— TASK DETAILS —
Rewrite everything from "Unlike Vergara, I" down to "most suburbanites imagine." in the essay on riding buses through South Phoenix, swapping "South Phoenix" for "the south side of the city" wherever it occurs.

Thinking about this and Dr. Koptiuch’s suggestion that we consider a photographic essay for one of our projects led me to come up with the product you see before you: a photographic study of South Phoenix done by riding every public bus route in the area south of I-17 and west of I-10.  This extends beyond the borders of South Phoenix used in the class (a few routes touch the northeastern part of Laveen, and this is north of the Salt River), but the nature of the routes and considerations made these borders seem more appropriate for this study.

Unlike Vergara, I took to riding the bus not “searching for something ‘different’,” or to “discover” South Phoenix in the way that his critics charged him with doing in LA.  I have been quite struck by how much my classmates this semester view on South Phoenix as a place apart, how much they accentuate what is (to them) unusual about this place when, in fact, much of the landscape, many of the people, and what transpires here is so mundane as to be banal.  If anything, neither South Phoenix nor mass transit are quite so alien, exotic, or dangerous spaces as most suburbanites imagine.

Although there are significant differences between riding mass transit and commuting by car, they are strikingly alike in one respect: boredom dominates the ride.  This is why so many seek a diversion by listening to the radio or squawk on mobile phones are popular pastimes.  Bus riders have the added option of reading, a widely-observed choice.  Bus riders do have infinitely greater opportunity for personal interactions with strangers, but most people keep to themselves.  As for conversation, however, buses are quiet most of the time.  The driver answering questions of those boarding, followed by mobile phone calls, and, most dramatically, groups who board together, disrupt the calm most often.  The occasional cacophony such parties bring is a welcome interruption of the otherwise uneventful ride, distracting one from thinking about how much longer this takes than driving a car does.  Among the groups observed during this project were a gregarious cluster of teenagers just out of school, three older Hispanic gentlemen animatedly gesticulating and sharing inside jokes in Spanish, and a couple of drunks mumbling amongst themselves after they stumbled on in the wee hours of the morning, Although the passengers usually keep their silence, the ride is sufficiently noisy. The grinding of the gears, the hissing of the brakes, and the ringing tone that signals a deboarding request dominate what one hears.

— DATA SHOWN —
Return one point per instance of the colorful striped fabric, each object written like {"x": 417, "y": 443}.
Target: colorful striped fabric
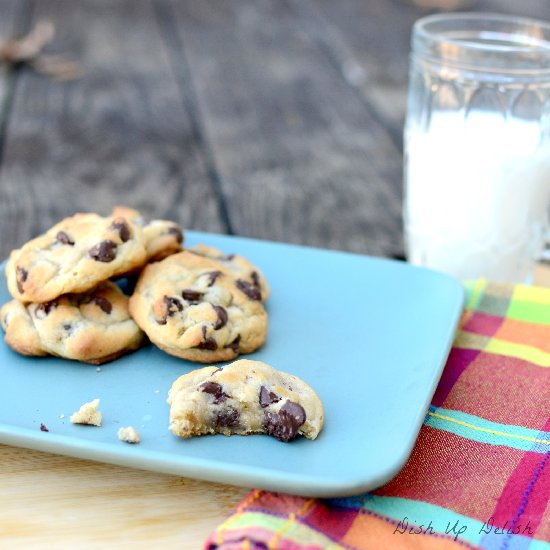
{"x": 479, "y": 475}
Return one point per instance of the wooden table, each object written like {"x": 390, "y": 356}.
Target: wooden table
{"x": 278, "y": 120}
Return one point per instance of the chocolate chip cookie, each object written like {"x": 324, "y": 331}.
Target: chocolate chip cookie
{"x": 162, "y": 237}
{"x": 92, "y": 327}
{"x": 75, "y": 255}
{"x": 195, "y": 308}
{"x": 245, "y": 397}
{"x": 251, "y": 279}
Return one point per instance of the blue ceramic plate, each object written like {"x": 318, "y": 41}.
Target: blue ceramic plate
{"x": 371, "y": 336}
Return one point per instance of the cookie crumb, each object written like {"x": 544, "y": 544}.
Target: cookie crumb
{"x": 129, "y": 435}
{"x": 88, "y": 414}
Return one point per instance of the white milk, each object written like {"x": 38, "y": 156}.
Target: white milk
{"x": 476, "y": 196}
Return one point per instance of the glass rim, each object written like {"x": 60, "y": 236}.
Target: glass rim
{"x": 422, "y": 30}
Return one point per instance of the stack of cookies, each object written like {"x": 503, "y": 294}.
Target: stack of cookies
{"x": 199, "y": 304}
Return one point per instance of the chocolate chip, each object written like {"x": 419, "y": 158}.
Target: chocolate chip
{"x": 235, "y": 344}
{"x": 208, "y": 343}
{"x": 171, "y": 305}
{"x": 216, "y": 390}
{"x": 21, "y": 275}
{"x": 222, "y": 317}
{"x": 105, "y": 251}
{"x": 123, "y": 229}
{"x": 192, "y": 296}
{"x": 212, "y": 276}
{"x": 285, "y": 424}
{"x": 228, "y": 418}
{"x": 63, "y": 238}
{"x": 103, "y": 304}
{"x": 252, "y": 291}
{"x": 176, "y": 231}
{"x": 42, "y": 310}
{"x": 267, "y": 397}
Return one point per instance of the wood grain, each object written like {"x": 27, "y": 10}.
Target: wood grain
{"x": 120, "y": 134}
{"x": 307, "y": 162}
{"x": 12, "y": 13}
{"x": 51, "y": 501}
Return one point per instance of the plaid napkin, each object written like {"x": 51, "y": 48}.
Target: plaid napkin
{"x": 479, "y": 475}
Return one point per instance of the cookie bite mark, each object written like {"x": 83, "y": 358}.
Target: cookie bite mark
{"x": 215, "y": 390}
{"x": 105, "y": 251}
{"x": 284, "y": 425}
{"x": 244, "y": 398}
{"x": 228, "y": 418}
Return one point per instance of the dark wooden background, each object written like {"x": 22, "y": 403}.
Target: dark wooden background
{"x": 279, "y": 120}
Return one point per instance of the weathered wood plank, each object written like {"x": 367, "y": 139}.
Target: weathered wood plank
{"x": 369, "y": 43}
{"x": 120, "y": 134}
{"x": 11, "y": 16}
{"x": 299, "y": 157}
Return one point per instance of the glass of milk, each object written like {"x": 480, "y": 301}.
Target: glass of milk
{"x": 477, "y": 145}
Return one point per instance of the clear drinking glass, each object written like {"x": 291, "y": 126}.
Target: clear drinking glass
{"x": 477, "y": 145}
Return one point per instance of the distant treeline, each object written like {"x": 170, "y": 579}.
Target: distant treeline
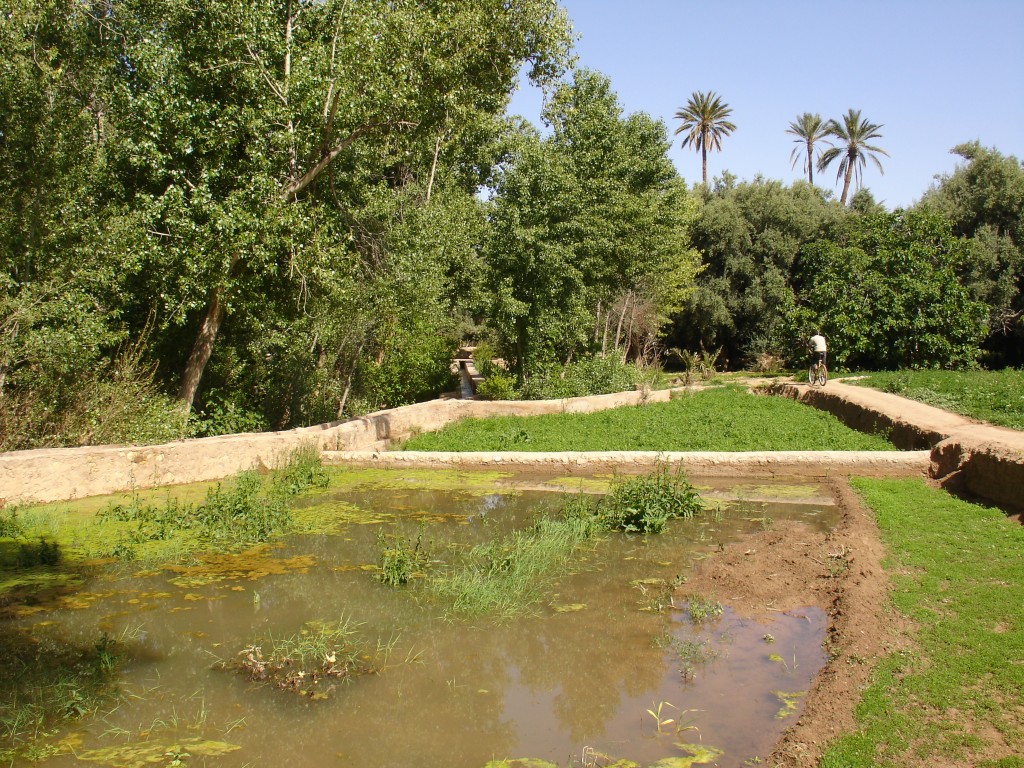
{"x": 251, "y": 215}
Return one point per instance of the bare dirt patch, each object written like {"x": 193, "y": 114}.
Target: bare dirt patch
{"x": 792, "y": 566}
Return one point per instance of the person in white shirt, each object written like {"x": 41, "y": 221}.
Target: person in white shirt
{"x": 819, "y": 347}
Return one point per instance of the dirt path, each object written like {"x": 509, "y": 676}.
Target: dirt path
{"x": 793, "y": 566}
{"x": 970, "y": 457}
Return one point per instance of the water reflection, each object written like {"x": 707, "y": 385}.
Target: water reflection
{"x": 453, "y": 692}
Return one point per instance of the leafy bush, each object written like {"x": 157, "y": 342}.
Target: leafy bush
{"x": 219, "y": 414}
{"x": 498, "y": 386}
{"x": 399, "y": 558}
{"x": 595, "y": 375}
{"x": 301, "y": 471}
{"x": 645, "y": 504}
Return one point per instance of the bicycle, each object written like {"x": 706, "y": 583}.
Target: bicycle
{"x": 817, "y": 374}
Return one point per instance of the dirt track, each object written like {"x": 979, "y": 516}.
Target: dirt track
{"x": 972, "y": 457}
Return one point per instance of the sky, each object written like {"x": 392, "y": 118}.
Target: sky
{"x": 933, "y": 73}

— SOLUTION BELOW —
Unlike Vergara, I took to riding the bus not “searching for something ‘different’,” or to “discover” the south side of the city in the way that his critics charged him with doing in LA.  I have been quite struck by how much my classmates this semester view on the south side of the city as a place apart, how much they accentuate what is (to them) unusual about this place when, in fact, much of the landscape, many of the people, and what transpires here is so mundane as to be banal.  If anything, neither the south side of the city nor mass transit are quite so alien, exotic, or dangerous spaces as most suburbanites imagine.